#### GIVEN EXERCISE
Write out these records again, substituting "serve as a detector" for every occurrence of "act as a detector" and changing nothing else.

Items from a data source
━━━━━━━━━━━━━━━━━━━━

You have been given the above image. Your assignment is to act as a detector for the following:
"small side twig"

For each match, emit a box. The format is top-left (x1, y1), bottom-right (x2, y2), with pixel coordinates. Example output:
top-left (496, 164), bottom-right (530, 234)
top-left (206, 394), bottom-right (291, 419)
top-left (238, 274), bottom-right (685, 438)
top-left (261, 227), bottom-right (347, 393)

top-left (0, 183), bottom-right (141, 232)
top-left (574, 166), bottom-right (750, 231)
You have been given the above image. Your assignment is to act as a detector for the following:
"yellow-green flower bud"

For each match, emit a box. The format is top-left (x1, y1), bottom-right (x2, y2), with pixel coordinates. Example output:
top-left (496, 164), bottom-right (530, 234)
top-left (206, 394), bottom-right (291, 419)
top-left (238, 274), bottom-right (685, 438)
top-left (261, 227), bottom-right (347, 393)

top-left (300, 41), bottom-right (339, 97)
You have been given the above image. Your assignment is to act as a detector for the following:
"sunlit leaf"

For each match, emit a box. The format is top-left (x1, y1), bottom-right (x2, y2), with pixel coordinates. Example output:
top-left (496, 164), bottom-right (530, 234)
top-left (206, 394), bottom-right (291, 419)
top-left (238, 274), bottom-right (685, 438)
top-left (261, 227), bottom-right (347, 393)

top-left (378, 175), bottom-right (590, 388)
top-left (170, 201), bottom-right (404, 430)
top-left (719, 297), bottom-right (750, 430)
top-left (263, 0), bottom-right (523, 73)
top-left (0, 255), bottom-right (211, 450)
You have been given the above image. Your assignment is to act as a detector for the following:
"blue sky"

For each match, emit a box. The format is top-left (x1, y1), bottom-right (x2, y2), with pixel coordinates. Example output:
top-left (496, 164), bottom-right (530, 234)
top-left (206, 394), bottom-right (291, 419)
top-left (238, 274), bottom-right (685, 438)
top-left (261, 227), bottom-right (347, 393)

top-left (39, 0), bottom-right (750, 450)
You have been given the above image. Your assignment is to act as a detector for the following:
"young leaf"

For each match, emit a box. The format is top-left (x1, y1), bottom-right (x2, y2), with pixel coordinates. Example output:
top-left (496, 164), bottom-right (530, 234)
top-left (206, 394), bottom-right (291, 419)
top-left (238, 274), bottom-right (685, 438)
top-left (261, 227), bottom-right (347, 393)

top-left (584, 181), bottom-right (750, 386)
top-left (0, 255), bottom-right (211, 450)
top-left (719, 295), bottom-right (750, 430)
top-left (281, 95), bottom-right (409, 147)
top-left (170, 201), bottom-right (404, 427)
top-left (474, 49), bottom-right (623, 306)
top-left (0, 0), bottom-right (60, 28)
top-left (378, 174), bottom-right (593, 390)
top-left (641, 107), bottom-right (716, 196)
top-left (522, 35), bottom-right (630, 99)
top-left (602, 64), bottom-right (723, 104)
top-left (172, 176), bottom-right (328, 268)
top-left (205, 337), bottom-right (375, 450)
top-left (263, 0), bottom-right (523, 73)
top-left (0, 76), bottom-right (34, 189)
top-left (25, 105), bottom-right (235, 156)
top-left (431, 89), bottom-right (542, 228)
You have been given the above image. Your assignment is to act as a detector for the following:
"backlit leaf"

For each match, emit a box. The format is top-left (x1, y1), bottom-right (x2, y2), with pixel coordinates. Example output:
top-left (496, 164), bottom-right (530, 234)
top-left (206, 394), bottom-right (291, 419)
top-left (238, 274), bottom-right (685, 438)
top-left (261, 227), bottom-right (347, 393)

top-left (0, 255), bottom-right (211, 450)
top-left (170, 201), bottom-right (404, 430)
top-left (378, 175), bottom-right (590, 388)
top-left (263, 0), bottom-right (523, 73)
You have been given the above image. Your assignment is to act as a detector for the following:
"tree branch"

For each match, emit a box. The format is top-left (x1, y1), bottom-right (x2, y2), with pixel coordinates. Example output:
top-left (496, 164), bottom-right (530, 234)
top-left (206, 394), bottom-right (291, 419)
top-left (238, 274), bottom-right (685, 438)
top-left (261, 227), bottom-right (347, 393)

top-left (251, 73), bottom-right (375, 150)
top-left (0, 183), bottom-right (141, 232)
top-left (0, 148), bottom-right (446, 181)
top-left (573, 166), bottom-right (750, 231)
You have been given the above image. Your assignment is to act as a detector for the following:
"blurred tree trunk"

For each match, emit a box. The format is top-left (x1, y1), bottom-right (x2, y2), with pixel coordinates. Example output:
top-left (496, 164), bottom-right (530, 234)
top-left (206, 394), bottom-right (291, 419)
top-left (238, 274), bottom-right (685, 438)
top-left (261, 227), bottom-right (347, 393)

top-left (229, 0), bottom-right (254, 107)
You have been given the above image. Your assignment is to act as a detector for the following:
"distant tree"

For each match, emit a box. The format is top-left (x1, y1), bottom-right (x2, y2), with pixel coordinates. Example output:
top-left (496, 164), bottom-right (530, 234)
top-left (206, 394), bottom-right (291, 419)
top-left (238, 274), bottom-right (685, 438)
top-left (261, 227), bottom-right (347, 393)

━━━━━━━━━━━━━━━━━━━━

#### RESPONSE
You have been given the above image. Your assignment is to serve as a detector for the following:
"small side twig"

For each match, emit a box. The format is top-left (x1, y1), bottom-right (x2, y2), with pixel coordinates. Example output:
top-left (496, 164), bottom-right (530, 234)
top-left (206, 394), bottom-right (291, 419)
top-left (238, 274), bottom-right (685, 438)
top-left (261, 227), bottom-right (347, 393)

top-left (0, 183), bottom-right (141, 232)
top-left (574, 166), bottom-right (750, 231)
You have been given the above image. Your assignment is to serve as a detector for the following:
"yellow-green flower bud"

For each match, emit a box. The format is top-left (x1, y1), bottom-right (x2, y2), with pixel coordinates. Example output:
top-left (496, 164), bottom-right (530, 234)
top-left (206, 394), bottom-right (291, 419)
top-left (238, 274), bottom-right (685, 438)
top-left (261, 227), bottom-right (347, 393)

top-left (300, 41), bottom-right (339, 97)
You have been given the above image. Your assignment is to serve as a detector for the following:
"sunlit leaf"

For each match, emit a box. The format is top-left (x1, y1), bottom-right (x2, y2), with pixel coordinates. Example output:
top-left (496, 164), bottom-right (530, 234)
top-left (206, 394), bottom-right (291, 419)
top-left (238, 274), bottom-right (685, 438)
top-left (261, 227), bottom-right (347, 393)

top-left (378, 175), bottom-right (590, 388)
top-left (170, 201), bottom-right (404, 430)
top-left (719, 297), bottom-right (750, 430)
top-left (263, 0), bottom-right (523, 73)
top-left (0, 255), bottom-right (211, 450)
You have been given the above image. Your assignment is to serve as a detector for the following:
"blue sky"

For each match, emit a box. The format is top-left (x1, y1), bottom-right (x2, y2), with pixel coordinates. Example output:
top-left (496, 164), bottom-right (530, 234)
top-left (206, 394), bottom-right (291, 419)
top-left (238, 274), bottom-right (685, 438)
top-left (261, 227), bottom-right (347, 393)

top-left (39, 0), bottom-right (750, 450)
You have been given the above image. Your assignment is to serve as a detector for the following:
"young leaf"

For each match, emit a box. The format is top-left (x1, y1), bottom-right (x2, y2), with pixel coordinates. Example output:
top-left (496, 164), bottom-right (530, 234)
top-left (206, 394), bottom-right (291, 419)
top-left (238, 274), bottom-right (685, 438)
top-left (261, 227), bottom-right (347, 393)

top-left (584, 181), bottom-right (750, 386)
top-left (0, 255), bottom-right (211, 450)
top-left (719, 295), bottom-right (750, 430)
top-left (281, 95), bottom-right (409, 147)
top-left (170, 201), bottom-right (404, 427)
top-left (474, 49), bottom-right (623, 306)
top-left (0, 0), bottom-right (60, 28)
top-left (378, 174), bottom-right (593, 390)
top-left (641, 107), bottom-right (716, 196)
top-left (522, 35), bottom-right (630, 99)
top-left (602, 64), bottom-right (723, 104)
top-left (172, 176), bottom-right (328, 268)
top-left (205, 337), bottom-right (375, 450)
top-left (263, 0), bottom-right (523, 73)
top-left (0, 76), bottom-right (34, 189)
top-left (25, 105), bottom-right (235, 156)
top-left (431, 89), bottom-right (542, 228)
You have been given the above image. Your assignment is to serve as a detector for the following:
"backlit leaf"

For each match, emit a box. The format is top-left (x1, y1), bottom-right (x2, y2), with pixel coordinates. Example output:
top-left (496, 164), bottom-right (530, 234)
top-left (206, 394), bottom-right (291, 419)
top-left (238, 274), bottom-right (685, 438)
top-left (261, 227), bottom-right (347, 393)

top-left (0, 255), bottom-right (211, 450)
top-left (170, 201), bottom-right (404, 430)
top-left (378, 175), bottom-right (590, 388)
top-left (263, 0), bottom-right (523, 73)
You have been given the above image. Your assignment is to serve as a detector for the following:
"tree branch"

For each match, emit a box. The format is top-left (x1, y1), bottom-right (x2, y2), with pixel coordinates. Example output:
top-left (496, 164), bottom-right (530, 234)
top-left (206, 394), bottom-right (291, 419)
top-left (238, 274), bottom-right (685, 438)
top-left (261, 227), bottom-right (347, 393)

top-left (251, 73), bottom-right (375, 150)
top-left (0, 183), bottom-right (141, 232)
top-left (0, 148), bottom-right (446, 181)
top-left (573, 166), bottom-right (750, 231)
You have been given the above image. Your assignment is to serve as a detector for the following:
"blurred tree trunk"

For each match, emit a box. The format is top-left (x1, y1), bottom-right (x2, y2), with pixel coordinates. Example output:
top-left (496, 164), bottom-right (530, 234)
top-left (206, 394), bottom-right (291, 419)
top-left (238, 274), bottom-right (685, 438)
top-left (261, 227), bottom-right (347, 393)

top-left (229, 0), bottom-right (254, 107)
You have been given the above image. Your assignment is to serve as a detector for the following:
"distant tree"

For each match, emit a box. The format is top-left (x1, y1), bottom-right (x2, y2), with pixel coordinates. Example output:
top-left (496, 164), bottom-right (530, 234)
top-left (206, 394), bottom-right (291, 419)
top-left (238, 274), bottom-right (685, 438)
top-left (261, 227), bottom-right (347, 393)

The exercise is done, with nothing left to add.